If Jesus is the Good and we’re the Bad, where’s the Ugly? The Ugly is the Cross. It’s hard to believe beauty can come out of something so ugly, but when God’s at work, that’s what happens. The cross is ugly. The beauty is found in Jesus, who died on that ugly cross for you.
Out of the ugliness comes the beauty of the cup of God’s wrath consumed for you, that cup that Jesus begged His Father to not have Him drink. Out of the ugliness of sin crucified with Jesus, comes the beauty of forgiveness. Out of the ugliness of abandonment by God, comes the promise that God will never abandon you. Out of the ugliness of betrayal comes Christ’s faithfulness to you. Out of the ugliness of denial, comes Christ’s promise to not deny those who call on His name. Out of the ugliness comes new birth for you and for me. Out of the ugliness of a man crucified nude, comes the beautiful robes of righteousness that will be ours for eternity. Out of the ugliness of the blood of the crucified, comes the joy of being washed in the blood of Jesus. Out of the ugliness of hate comes the beauty of life and forgiveness for you.

## CHALLENGES
1: Copy out the whole passage about the Cross, word for word.
2: State only the number of lines in the listing below that contain the word "shirt". Case counts.

## RECORD LIST
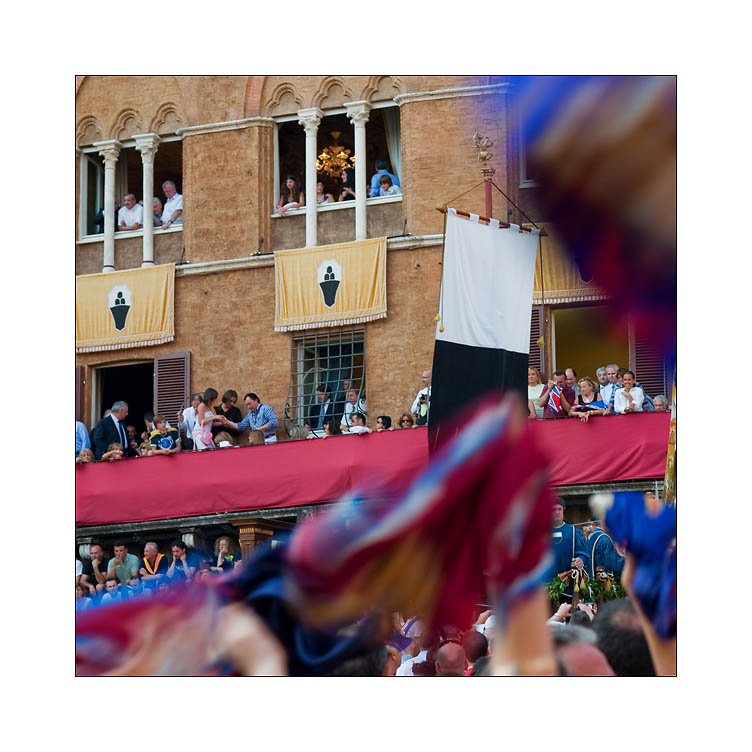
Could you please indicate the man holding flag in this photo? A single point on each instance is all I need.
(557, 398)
--
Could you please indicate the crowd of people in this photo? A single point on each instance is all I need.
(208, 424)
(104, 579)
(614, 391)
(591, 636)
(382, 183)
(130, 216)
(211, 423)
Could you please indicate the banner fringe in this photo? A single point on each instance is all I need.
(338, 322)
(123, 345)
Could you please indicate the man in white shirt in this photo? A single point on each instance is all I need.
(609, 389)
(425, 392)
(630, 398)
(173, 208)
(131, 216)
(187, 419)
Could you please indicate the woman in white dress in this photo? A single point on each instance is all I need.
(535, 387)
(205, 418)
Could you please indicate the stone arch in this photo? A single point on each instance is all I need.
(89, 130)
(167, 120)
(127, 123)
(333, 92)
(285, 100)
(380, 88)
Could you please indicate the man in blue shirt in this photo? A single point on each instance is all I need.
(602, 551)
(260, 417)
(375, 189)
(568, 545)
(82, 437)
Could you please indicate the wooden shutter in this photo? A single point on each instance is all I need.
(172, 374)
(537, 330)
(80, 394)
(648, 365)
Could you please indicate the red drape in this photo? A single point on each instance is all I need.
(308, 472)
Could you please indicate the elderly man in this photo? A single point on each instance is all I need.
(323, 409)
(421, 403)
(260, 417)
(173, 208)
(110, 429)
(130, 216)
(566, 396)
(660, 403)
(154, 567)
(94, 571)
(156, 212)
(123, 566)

## SOLUTIONS BY TASK
1:
If Jesus is the Good and we’re the Bad, where’s the Ugly? The Ugly is the Cross. It’s hard to believe beauty can come out of something so ugly, but when God’s at work, that’s what happens. The cross is ugly. The beauty is found in Jesus, who died on that ugly cross for you.
Out of the ugliness comes the beauty of the cup of God’s wrath consumed for you, that cup that Jesus begged His Father to not have Him drink. Out of the ugliness of sin crucified with Jesus, comes the beauty of forgiveness. Out of the ugliness of abandonment by God, comes the promise that God will never abandon you. Out of the ugliness of betrayal comes Christ’s faithfulness to you. Out of the ugliness of denial, comes Christ’s promise to not deny those who call on His name. Out of the ugliness comes new birth for you and for me. Out of the ugliness of a man crucified nude, comes the beautiful robes of righteousness that will be ours for eternity. Out of the ugliness of the blood of the crucified, comes the joy of being washed in the blood of Jesus. Out of the ugliness of hate comes the beauty of life and forgiveness for you.

2: 2